— Stated problem —
Update the lines of the records starting with the line that contains "For every instance of the white background, the" and going on through the end of the records, replacing "shirt" with "jersey" and leaving everything else unchanged.

A block of data:
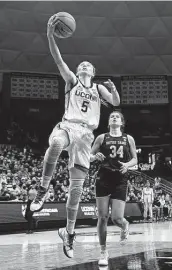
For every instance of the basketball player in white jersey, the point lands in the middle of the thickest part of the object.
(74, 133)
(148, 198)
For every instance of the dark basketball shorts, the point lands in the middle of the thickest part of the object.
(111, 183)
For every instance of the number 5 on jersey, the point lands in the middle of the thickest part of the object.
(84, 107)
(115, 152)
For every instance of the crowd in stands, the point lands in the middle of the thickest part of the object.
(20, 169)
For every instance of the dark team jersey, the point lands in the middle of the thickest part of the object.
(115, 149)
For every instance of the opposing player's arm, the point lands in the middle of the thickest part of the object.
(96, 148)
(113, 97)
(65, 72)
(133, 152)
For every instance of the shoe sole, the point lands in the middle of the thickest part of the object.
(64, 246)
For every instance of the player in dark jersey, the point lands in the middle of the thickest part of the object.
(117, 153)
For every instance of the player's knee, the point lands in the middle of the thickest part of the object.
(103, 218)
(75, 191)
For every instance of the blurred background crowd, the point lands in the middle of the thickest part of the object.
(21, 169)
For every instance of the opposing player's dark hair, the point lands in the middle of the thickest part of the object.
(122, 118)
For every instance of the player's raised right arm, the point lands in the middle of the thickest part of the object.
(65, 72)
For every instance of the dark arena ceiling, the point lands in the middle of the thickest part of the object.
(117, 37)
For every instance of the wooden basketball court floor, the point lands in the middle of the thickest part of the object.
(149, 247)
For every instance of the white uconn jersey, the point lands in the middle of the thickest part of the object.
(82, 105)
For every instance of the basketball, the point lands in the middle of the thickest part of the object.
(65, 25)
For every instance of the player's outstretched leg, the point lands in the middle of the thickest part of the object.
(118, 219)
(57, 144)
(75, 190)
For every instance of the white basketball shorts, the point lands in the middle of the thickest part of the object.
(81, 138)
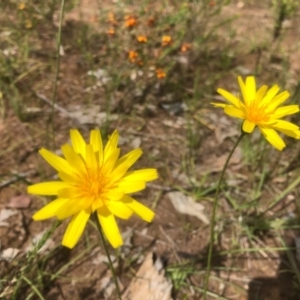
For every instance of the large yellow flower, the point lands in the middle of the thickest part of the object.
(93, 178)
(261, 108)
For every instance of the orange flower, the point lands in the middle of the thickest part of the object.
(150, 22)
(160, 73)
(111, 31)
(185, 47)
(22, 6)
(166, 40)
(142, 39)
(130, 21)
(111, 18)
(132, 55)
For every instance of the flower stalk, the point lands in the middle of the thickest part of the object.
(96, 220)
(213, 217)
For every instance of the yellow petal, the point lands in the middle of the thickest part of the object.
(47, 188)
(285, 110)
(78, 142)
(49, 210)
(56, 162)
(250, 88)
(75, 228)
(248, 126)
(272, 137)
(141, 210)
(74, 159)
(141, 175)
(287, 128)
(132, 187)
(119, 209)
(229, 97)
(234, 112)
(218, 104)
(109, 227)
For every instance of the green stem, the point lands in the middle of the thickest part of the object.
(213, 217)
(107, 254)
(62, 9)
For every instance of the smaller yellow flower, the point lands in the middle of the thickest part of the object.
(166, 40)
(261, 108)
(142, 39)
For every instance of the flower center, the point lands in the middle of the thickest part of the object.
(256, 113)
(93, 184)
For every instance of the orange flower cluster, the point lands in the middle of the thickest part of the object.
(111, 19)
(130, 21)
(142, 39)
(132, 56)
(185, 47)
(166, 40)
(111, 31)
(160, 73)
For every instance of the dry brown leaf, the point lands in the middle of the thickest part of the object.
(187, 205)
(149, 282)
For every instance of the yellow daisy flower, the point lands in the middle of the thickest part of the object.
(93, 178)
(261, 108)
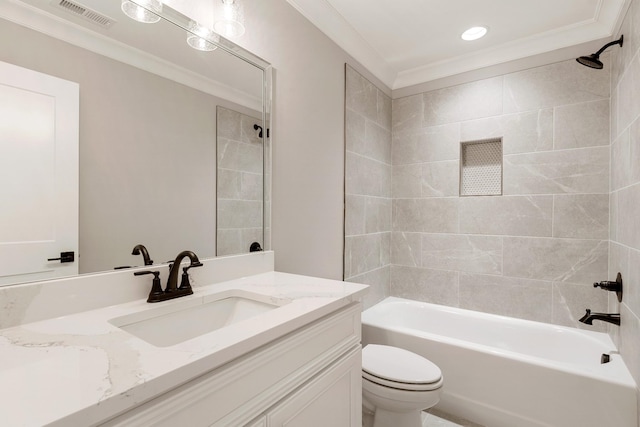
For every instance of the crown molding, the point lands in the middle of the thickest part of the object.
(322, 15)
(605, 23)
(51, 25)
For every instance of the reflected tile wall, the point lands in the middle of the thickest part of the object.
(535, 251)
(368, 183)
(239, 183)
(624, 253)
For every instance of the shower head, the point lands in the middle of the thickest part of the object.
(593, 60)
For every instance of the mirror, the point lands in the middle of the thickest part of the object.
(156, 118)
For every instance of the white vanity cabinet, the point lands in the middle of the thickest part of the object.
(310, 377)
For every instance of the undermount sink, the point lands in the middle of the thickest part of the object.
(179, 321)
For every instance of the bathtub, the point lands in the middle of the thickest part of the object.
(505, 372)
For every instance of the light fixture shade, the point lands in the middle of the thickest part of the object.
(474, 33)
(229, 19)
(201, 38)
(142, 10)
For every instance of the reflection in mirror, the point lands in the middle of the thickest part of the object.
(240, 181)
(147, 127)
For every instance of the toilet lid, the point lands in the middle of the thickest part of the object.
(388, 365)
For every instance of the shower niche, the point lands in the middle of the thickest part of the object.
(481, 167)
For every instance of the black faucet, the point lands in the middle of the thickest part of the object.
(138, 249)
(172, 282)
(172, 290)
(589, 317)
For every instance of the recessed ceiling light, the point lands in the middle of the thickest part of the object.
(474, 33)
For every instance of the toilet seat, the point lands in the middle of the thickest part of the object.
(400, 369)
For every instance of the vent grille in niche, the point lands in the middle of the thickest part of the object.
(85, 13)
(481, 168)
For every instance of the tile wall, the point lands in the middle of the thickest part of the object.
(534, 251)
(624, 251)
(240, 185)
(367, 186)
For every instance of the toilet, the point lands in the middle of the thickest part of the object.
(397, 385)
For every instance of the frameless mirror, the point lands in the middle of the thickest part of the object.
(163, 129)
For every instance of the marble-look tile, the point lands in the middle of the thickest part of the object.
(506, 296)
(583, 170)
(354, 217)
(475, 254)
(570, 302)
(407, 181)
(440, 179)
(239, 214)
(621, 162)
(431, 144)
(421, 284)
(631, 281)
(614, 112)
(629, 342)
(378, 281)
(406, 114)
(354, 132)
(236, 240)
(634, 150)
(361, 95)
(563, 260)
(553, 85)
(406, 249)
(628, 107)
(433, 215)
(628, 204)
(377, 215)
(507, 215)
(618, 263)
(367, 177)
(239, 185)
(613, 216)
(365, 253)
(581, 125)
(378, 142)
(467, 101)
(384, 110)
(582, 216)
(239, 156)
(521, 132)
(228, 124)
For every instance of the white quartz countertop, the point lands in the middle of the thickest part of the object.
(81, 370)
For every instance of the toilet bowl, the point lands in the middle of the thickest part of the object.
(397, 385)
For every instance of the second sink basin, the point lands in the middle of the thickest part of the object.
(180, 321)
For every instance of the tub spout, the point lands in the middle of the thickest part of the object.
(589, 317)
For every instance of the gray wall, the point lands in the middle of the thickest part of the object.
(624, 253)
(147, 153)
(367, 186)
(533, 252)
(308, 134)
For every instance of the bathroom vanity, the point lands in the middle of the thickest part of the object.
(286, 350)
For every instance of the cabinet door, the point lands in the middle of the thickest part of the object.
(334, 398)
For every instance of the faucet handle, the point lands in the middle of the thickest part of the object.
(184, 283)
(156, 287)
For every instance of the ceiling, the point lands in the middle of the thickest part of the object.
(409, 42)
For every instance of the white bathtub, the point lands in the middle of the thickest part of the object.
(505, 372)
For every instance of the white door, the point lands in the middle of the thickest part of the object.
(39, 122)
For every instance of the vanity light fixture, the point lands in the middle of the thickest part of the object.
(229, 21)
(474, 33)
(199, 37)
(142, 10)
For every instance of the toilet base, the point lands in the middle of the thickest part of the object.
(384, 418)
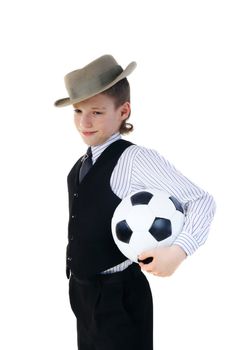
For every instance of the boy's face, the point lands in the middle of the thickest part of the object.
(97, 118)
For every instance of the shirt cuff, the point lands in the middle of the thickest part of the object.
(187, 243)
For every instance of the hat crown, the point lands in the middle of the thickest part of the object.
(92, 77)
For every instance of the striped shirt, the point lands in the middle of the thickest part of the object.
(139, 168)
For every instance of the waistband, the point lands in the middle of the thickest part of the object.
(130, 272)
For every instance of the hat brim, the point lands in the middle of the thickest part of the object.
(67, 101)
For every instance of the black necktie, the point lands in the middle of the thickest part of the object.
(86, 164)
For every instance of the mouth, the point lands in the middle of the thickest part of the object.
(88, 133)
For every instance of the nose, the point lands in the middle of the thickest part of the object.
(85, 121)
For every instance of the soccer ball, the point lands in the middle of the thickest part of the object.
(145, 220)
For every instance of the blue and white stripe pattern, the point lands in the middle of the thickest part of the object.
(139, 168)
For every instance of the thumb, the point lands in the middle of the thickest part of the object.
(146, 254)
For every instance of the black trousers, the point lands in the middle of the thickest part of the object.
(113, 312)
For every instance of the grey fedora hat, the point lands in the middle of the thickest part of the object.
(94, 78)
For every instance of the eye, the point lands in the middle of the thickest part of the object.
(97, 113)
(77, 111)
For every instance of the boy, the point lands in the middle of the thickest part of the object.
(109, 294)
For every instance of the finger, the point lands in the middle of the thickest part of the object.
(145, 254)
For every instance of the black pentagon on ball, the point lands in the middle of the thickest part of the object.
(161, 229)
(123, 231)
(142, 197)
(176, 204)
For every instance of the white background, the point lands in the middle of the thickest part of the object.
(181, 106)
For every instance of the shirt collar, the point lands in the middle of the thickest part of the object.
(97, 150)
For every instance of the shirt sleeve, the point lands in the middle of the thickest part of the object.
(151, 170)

— Completed task —
For every instance of the white background, the point lands in the middle of the thickest part of the object.
(181, 106)
For every instance of the jersey collar, the point lands in the middle of the thickest part of the object.
(97, 150)
For every instance of the jersey sleeve, the point lands in the middle of the thickest part of the object.
(151, 170)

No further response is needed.